Given task = Transcribe the records that follow, preserving every word.

Records provided =
# # # # #
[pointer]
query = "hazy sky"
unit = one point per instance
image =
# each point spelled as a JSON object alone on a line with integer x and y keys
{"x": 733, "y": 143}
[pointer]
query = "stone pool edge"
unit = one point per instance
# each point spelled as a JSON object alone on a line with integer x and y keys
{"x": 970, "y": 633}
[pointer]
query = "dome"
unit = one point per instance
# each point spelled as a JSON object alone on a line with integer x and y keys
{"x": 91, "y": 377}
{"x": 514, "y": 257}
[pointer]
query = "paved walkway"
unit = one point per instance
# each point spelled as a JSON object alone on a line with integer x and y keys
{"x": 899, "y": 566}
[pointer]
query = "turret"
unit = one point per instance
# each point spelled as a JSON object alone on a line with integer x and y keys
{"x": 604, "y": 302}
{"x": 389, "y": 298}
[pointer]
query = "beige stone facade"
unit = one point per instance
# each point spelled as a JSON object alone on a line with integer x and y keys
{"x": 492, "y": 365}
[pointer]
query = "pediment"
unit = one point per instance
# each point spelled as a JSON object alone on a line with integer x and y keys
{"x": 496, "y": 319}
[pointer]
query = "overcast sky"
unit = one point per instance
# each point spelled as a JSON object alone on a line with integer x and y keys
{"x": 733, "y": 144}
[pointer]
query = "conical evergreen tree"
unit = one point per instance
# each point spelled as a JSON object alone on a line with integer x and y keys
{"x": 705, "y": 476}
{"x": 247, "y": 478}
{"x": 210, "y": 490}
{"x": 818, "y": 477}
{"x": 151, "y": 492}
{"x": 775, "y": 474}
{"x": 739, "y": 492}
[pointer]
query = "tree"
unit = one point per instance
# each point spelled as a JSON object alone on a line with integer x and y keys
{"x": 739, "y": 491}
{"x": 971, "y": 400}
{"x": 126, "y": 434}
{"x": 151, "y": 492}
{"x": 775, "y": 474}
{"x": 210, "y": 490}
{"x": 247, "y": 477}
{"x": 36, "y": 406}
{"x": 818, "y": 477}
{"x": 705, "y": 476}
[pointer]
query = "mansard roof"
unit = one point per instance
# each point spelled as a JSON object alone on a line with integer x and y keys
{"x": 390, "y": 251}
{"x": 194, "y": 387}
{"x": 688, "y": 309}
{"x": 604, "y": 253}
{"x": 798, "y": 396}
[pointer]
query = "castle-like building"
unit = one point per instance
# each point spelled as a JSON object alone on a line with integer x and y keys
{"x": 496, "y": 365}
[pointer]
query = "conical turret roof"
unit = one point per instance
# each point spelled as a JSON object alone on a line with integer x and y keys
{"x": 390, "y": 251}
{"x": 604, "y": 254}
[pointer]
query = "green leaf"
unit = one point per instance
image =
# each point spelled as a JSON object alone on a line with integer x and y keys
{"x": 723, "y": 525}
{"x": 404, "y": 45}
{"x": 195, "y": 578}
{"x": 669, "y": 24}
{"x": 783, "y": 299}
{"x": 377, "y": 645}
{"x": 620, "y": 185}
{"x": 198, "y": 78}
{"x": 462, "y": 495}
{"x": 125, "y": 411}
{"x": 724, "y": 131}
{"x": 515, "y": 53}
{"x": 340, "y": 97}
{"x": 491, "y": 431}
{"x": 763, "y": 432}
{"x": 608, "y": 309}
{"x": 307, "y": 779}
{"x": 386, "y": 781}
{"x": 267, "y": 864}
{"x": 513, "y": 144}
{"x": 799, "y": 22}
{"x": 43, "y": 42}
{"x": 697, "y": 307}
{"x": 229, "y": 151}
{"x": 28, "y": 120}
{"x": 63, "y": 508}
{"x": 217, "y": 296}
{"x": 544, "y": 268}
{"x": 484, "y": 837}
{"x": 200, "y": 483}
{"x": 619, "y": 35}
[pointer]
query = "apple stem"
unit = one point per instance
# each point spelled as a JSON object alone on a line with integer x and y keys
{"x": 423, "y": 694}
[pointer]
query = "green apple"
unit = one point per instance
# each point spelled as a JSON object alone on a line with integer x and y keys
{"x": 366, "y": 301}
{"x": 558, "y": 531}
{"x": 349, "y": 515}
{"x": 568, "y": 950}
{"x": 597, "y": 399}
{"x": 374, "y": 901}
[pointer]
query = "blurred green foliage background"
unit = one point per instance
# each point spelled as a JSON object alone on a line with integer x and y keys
# # # # #
Response to the task =
[pointer]
query = "hazy sky"
unit = one point per instance
image =
# each point spelled as a JSON object alone on a line with integer x and y keys
{"x": 733, "y": 143}
[pointer]
query = "stone pool edge"
unit = one point per instance
# each point spelled as a JSON object alone on a line with integer x and y keys
{"x": 970, "y": 633}
[pointer]
query = "dome"
unit = one point per instance
# each point spelled as a JSON object alone on a line with integer x and y keys
{"x": 91, "y": 377}
{"x": 514, "y": 257}
[pointer]
query = "paved walkway"
unit = one point per instance
# each point spelled as a JSON object alone on a line with integer x and y keys
{"x": 899, "y": 566}
[pointer]
query = "turret"
unit = one point per instance
# each point spelled as a JSON object alone on a line with integer x and y keys
{"x": 604, "y": 302}
{"x": 389, "y": 298}
[pointer]
query = "beige stone facade"
unit = one point per instance
# each point spelled as a JSON object alone on a line with integer x and y keys
{"x": 492, "y": 365}
[pointer]
query = "pediment"
unit = one point per instance
# each point spelled as a JSON object alone on a line with integer x and y keys
{"x": 496, "y": 319}
[pointer]
query = "overcast sky"
unit = one point per instance
# each point spelled as a JSON object alone on a line with integer x and y keys
{"x": 733, "y": 144}
[pointer]
query = "conical evergreen tree"
unit = one point per instance
# each point spelled as a JSON object alone on a line with integer x and y keys
{"x": 705, "y": 476}
{"x": 247, "y": 478}
{"x": 210, "y": 490}
{"x": 818, "y": 477}
{"x": 151, "y": 492}
{"x": 775, "y": 474}
{"x": 739, "y": 492}
[pointer]
query = "tree"
unit = one point per instance
# each point spelled as a JSON object alone on a line with integer x and y keys
{"x": 739, "y": 491}
{"x": 971, "y": 400}
{"x": 126, "y": 434}
{"x": 151, "y": 492}
{"x": 775, "y": 474}
{"x": 210, "y": 490}
{"x": 247, "y": 477}
{"x": 36, "y": 406}
{"x": 818, "y": 477}
{"x": 705, "y": 476}
[pointer]
query = "mansard roof"
unit = one point per instance
# each point spelled as a JSON object alone on a line with integer x and y keys
{"x": 390, "y": 251}
{"x": 194, "y": 387}
{"x": 688, "y": 309}
{"x": 604, "y": 253}
{"x": 798, "y": 396}
[pointer]
query = "castle-like building"
unit = one point per instance
# each point spelled as a JSON object alone on a line with integer x and y keys
{"x": 496, "y": 365}
[pointer]
query = "conical turret roof"
unit = one point per instance
# each point spelled as a JSON object alone on a line with integer x and y keys
{"x": 390, "y": 251}
{"x": 604, "y": 254}
[pointer]
query = "green leaf"
unit = one point per instance
image =
# each point spelled as a JSON object alone on a line with integer x and y keys
{"x": 723, "y": 525}
{"x": 404, "y": 45}
{"x": 195, "y": 578}
{"x": 669, "y": 24}
{"x": 783, "y": 299}
{"x": 377, "y": 645}
{"x": 620, "y": 185}
{"x": 198, "y": 78}
{"x": 462, "y": 495}
{"x": 125, "y": 411}
{"x": 724, "y": 131}
{"x": 515, "y": 53}
{"x": 340, "y": 97}
{"x": 491, "y": 431}
{"x": 763, "y": 432}
{"x": 608, "y": 309}
{"x": 307, "y": 779}
{"x": 386, "y": 781}
{"x": 267, "y": 864}
{"x": 513, "y": 144}
{"x": 799, "y": 22}
{"x": 43, "y": 42}
{"x": 697, "y": 307}
{"x": 229, "y": 151}
{"x": 28, "y": 120}
{"x": 63, "y": 508}
{"x": 217, "y": 296}
{"x": 544, "y": 268}
{"x": 484, "y": 837}
{"x": 200, "y": 483}
{"x": 619, "y": 35}
[pointer]
query = "apple stem"
unit = one point per instance
# each point spelled as a JSON object alone on a line with integer x and y keys
{"x": 423, "y": 694}
[pointer]
query = "green apple"
unit = one point per instance
# each point spelled as a JSON object alone on a line with integer x and y keys
{"x": 366, "y": 301}
{"x": 558, "y": 531}
{"x": 349, "y": 515}
{"x": 568, "y": 950}
{"x": 597, "y": 399}
{"x": 374, "y": 901}
[pointer]
query = "blurred green foliage background"
unit = one point per instance
# each point spelled as a JSON object alone on a line with integer x and y keys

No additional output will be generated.